#### Do this:
Extend the passage below on joint intentions and dialogue modelling, picking up after its final sentence.

2.2 Joint Intentions, Planning and Dialogue Modelling

More recently, work in philosophy has started exploring notions of joint agency/joint action/joint intentions (see e.g. Searle 1990, 1995; Bratman 1990, 1992, 1993, 1999; Gilbert 1996, 2003; Tuomela 1995, 2005, 2007 a.o.). As the Gricean individualistic view of speaker’s intention being the sole determinant of meaning underestimates the role of the hearer, current dialogue models have turned to Bratman’s account of joint intentions to model participant coordination. The controversial notion of ‘intention’ as a psychological state has been explicated in terms of hierarchical planning structures (Bratman 1990), a view generally adopted in AI models of communication (see, e.g. Cohen et al. 1990). In this type of account, collective intentions are reduced to individual intentions and a network of mutual beliefs. A similar style of analysis features prominently in H. Clark’s model: dialogue involves joint actions built on the coordination of (intention-driven) individual actions based on shared beliefs (common ground):

What makes an action a joint one, ultimately, is the coordination of individual actions by two of more people (Clark 1996: 59).

In this respect, a strong Gricean element underlies the psycholinguistic and computational modelling of dialogue reflecting reasoning about speakers’ intentions even though now supported by an account in terms of joint action and conversational structure. Thus, within psycholinguistics and (computational) semantics, the move from individualistic accounts of action, planning and intention to joint action and coordination in dialogue has seen the latter as derivative.

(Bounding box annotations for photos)
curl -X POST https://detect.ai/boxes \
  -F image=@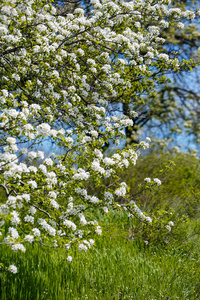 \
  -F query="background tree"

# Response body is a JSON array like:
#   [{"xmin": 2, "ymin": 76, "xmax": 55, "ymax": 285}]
[{"xmin": 0, "ymin": 0, "xmax": 198, "ymax": 274}]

#### Expected output:
However, joint action seems to involve a number of lower-level cognitive phenomena that cannot be easily explicated in Gricean terms. We should distinguish here between the terms ‘coordination’ and ‘cooperation’: cooperation is taken as involving a defined shared goal between interlocutors whereas coordination is the dynamically matched behaviour of two or more agents so that it might appear that there is a joint purpose, whether there is one or not (see also Allott 2008: 15). In this respect, psycholinguistic studies on dialogue have demonstrated that when individuals engage in a joint activity, such as conversation, they become “aligned”, i.e. they (unconsciously) synchronise their behaviour at a variety of different levels, e.g. bodily movements, speech patterns etc. These coordinations draw on subpersonal, synchronised mechanisms (Pickering and Garrod 2004) or emotional, sensory-motor practices that are, crucially, nonconceptual (Gallagher 2001: 81; Hutto 2004).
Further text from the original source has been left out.